## Source extract
===

6 great new smart toys this year for cool kids – whatever their age
A smartwatch that keeps youngsters connected, a robotic toy that teaches girls to code, a child-sized intelligent drone and DIY robot among clever offerings
If grown adults will queue for hours, even days, for a smartphone release – despite there being billions of phones already in existence in the world – it’s clear that the novelty of a new connected device hasn’t worn off.
So who can blame children for getting excited about the tech designed for them, which is engineered not only for fun, but also as a learning tool.
Here we take a look at five of the latest – and greatest – smart toys that have just been launched, or will be launching this year, for the cool kids, whatever their age.
First, let’s be clear. Girls can still play with dolls, although not the way you’ve ever seen them before. SmartGurlz, a new line of robotic toys that teaches girls to code, puts paid to the worry of stereotyping.
Robotics aficionado Sharmi Albrechtsen founded the company after she became frustrated trying to find educational but fun toys for her daughter.
She conceived the idea to engage girls in design, robotics and how to programme a computer using their mobile phones and tablets.
“Many girls’ toys lag behind in the development of spatial skills, hands-on problem solving skills, and confidence with technology,” Albrechtsen says.
“These are the skills that SmartGurlz aims to develop ... by modernising doll play to reflect the changing times.”
The result is a series of mini-drones shaped like fashionable Italian scooters and Segway-like vehicles that are self-balancing, driven by an app, and can be coded using the brand’s own coding platform, SugarCoded.
Books with digital elements such as an e-learning platform that teaches basic coding are included in the range.
Launched in December, SmartGurlz is available now on Amazon.
Drones are fun for everyone, but in the hands of children, educators say the skills learned to achieve successful flight accelerate STEM (Science, Technology, Engineering and Mathematics) learning.
To that end, Shenzhen-based drone start-up Ryze Tech launched a child-sized intelligent toy drone, called the Tello late last month.
Weighing about 80 grams (0.177 pound), with a body the size of a smartwatch and bearing advanced stabilisation technology, the drone is easily controlled by small hands.
Its on-board HD camera and Intel Movidius Myriad 2 VPU (video processing unit) enable the young pilot to clearly see the world around them in real time.
Remi-El-Ouazzane, vice-president and general manager of Intel’s New Technologies Group, says: “This is just the beginning of a promising toy market featuring robotics, AI [artificial intelligence] and computer vision technologies.”

===

## Exercise aim
Reproduce the passage of the smart toys article starting with "So who can blame" and going on through "for her daughter.". The items that follow aren't needed for this.

===

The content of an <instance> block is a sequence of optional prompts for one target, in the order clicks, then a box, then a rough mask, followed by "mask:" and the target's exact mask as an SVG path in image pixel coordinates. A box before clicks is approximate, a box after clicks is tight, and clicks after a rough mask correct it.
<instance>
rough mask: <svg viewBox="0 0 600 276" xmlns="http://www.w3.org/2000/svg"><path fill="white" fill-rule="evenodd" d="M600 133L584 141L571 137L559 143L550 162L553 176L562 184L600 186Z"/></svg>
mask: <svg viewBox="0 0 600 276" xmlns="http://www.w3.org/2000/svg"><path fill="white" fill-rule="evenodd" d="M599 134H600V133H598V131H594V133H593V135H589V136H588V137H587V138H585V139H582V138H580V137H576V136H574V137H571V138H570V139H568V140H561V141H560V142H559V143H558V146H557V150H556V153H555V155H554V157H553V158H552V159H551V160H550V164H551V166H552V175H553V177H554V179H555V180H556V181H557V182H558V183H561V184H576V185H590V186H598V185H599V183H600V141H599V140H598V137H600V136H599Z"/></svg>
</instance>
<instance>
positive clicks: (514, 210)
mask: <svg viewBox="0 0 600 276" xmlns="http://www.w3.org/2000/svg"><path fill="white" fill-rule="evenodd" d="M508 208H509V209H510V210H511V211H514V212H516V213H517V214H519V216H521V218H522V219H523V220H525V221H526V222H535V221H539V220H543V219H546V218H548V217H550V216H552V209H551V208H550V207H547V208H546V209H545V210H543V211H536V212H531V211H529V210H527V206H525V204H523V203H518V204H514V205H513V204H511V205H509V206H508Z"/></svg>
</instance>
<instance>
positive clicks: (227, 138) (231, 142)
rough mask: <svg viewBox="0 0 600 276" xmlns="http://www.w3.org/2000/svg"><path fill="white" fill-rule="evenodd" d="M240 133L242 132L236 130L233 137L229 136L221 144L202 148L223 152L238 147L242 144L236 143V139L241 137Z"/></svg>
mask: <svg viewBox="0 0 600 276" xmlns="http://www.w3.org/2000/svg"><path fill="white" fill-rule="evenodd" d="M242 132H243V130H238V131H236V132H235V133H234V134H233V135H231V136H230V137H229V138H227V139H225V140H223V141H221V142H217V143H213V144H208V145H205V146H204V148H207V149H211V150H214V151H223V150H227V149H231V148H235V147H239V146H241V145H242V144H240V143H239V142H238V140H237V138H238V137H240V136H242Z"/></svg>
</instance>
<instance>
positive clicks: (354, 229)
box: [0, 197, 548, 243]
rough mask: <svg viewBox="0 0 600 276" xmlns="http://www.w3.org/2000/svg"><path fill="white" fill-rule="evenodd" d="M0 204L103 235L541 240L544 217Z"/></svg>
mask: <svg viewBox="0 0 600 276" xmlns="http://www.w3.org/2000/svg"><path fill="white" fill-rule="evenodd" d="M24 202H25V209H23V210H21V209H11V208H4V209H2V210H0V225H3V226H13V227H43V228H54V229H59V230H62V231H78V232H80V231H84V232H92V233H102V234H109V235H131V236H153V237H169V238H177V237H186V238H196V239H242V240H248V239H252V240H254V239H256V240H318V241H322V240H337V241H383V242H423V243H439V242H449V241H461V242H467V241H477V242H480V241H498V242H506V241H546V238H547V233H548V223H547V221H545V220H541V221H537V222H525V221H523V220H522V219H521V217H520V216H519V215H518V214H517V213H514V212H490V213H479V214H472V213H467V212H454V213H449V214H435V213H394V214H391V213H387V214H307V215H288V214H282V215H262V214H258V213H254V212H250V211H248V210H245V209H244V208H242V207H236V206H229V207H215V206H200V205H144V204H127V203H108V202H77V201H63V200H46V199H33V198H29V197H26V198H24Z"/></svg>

===

## Worked solution
So who can blame children for getting excited about the tech designed for them, which is engineered not only for fun, but also as a learning tool.
Here we take a look at five of the latest – and greatest – smart toys that have just been launched, or will be launching this year, for the cool kids, whatever their age.
First, let’s be clear. Girls can still play with dolls, although not the way you’ve ever seen them before. SmartGurlz, a new line of robotic toys that teaches girls to code, puts paid to the worry of stereotyping.
Robotics aficionado Sharmi Albrechtsen founded the company after she became frustrated trying to find educational but fun toys for her daughter.